■ Extracted text ■
┄┄┄┄┄┄┄┄┄┄

Appendix 4 to Schedule 3

 

Incentive Bonuses/Rebates

 

1.             On Time Bonus/Rebate:  For purposes of Paragraph A(2),
the bonus or rebate, as the case may be, for on-time performance shall be
determined as follows:

 

a.                                      Contractor’s
on-time Scheduled Flight departures to or from each of EWR, CLE and IAH shall
be measured monthly. For the purposes of this Appendix 4, a
Scheduled Flight departure is an “on time” departure only if such Scheduled
Flight actually departed the gate not later than the scheduled departure time. “Excused
Departures” are cancelled flights and those Scheduled Flight departures that
were prevented from departing on time solely because of weather, ATC, late
arriving equipment delays, or departures delayed upon Continental’s request or
any combination thereof as determined by Continental in accordance with its
systems operations control center delay coding protocol.  As of January 2010, numerical delay
codes for weather, ATC, late arriving equipment or Continental’s request are
82, 86, 80, 10, 11, and 13, respectively.

 

b.                                      If Contractor’s
actual percentage of Scheduled Flight on-time departures for any such calendar
month to or from any of EWR, CLE or IAH (expressed as a percentage of all of
Contractor’s Scheduled Flight departures for any such calendar month to or from
such airport, that are not Excused Departures) is above the Monthly Historical
Percentage set forth below for such airport, then the reconciliation payment
for such month shall include a payment by Continental to Contractor equal to
$*** multiplied by the number of Contractor’s actual Scheduled Flight
departures (excluding Excused Departures) for such month at such airport,
multiplied by the excess of Contractor’s actual percentage of Scheduled Flight
on-time departures above such Monthly Historical Percentage. If Contractor’s
actual percentage of Scheduled Flight on-time departures for any such calendar
month to or from any of EWR, CLE or IAH (expressed as a percentage of all of
Contractor’s Scheduled Flight departures for any such calendar month to or from
any of EWR, CLE or IAH, respectively, that are not Excused Departures) is below
the Monthly Historical Percentage set forth below for such airport, then the
reconciliation payment for such month shall include a payment by Contractor to
Continental equal to $*** multiplied by the number of Contractor’s actual
Scheduled Flight departures (excluding Excused Departures) for such month at
such airport, multiplied by the excess of such Monthly Historical Percentage
above Contractor’s actual percentage of Scheduled Flight on-time departures.

┄┄┄┄┄┄┄┄┄┄

■ Dataset content ■
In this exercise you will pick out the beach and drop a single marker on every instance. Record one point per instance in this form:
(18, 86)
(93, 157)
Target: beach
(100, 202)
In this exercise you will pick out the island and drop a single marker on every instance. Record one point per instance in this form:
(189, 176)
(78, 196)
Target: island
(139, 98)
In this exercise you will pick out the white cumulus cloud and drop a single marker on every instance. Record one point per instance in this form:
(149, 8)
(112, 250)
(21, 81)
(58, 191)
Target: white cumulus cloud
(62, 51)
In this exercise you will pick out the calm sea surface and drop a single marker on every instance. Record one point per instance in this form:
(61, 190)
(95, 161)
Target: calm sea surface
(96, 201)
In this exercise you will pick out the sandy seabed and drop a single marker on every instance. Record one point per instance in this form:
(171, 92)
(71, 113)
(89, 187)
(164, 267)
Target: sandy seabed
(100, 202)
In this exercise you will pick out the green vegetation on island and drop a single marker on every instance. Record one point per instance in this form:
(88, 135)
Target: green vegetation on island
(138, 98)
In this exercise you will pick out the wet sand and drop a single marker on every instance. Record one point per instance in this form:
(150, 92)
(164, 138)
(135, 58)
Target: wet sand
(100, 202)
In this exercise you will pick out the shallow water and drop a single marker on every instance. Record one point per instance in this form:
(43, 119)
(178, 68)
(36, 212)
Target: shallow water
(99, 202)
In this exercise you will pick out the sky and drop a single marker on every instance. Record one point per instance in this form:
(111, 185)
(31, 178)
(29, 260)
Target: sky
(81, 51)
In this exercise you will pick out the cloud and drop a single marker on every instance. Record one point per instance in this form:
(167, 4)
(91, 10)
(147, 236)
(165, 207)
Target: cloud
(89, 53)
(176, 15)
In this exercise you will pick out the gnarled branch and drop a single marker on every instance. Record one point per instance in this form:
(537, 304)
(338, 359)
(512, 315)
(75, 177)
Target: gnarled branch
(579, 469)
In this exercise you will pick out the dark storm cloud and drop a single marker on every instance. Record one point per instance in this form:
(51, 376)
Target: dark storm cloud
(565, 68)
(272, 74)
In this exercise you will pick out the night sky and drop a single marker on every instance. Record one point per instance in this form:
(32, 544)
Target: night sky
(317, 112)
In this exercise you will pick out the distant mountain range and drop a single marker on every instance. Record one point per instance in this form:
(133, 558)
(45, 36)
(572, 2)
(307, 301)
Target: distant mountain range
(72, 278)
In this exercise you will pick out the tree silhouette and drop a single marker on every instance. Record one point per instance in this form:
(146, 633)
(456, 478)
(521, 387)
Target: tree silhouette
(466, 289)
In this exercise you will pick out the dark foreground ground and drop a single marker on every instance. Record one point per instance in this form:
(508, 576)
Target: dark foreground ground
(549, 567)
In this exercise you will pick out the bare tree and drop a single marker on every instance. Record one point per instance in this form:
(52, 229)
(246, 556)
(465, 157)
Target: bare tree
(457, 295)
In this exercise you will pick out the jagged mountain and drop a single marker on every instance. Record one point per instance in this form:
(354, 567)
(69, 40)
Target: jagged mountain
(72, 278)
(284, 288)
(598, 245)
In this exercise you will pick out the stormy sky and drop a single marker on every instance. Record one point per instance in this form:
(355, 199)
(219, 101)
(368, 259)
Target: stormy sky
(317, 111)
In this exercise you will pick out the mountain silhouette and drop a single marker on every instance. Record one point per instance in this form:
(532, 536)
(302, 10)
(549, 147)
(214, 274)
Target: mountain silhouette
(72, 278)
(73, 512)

┄┄┄┄┄┄┄┄┄┄

■ What you will do ■
- 1) Answer these questions from the appendix on incentive bonuses and rebates.
(a) When does a Scheduled Flight departure count as an "on time" departure?
(b) How often are Contractor's on-time departures at EWR, CLE and IAH measured?
(c) Who pays whom when Contractor's on-time percentage at an airport is below the Monthly Historical Percentage?
- 2) Rewrite the paragraph of the appendix on incentive bonuses and rebates that begins "If Contractor's actual percentage" as a bulleted list, keeping its main facts.

■ Outputs for the tasks ■
- 1)
(a) Only if the flight actually departed the gate no later than the scheduled departure time.
(b) Monthly.
(c) Contractor pays Continental.

- 2)
- For each calendar month and for each of EWR, CLE and IAH, Contractor's on-time percentage is its on-time Scheduled Flight departures at that airport as a share of all its Scheduled Flight departures there that are not Excused Departures.
- If this percentage is above the airport's Monthly Historical Percentage, that month's reconciliation payment includes a payment from Continental to Contractor. The payment is $*** × the number of actual Scheduled Flight departures at that airport, excluding Excused Departures × the amount by which the actual percentage exceeds the Monthly Historical Percentage.
- If this percentage is below the airport's Monthly Historical Percentage, that month's reconciliation payment includes a payment from Contractor to Continental. The payment is $*** × the same number of departures × the amount by which the Monthly Historical Percentage exceeds the actual percentage.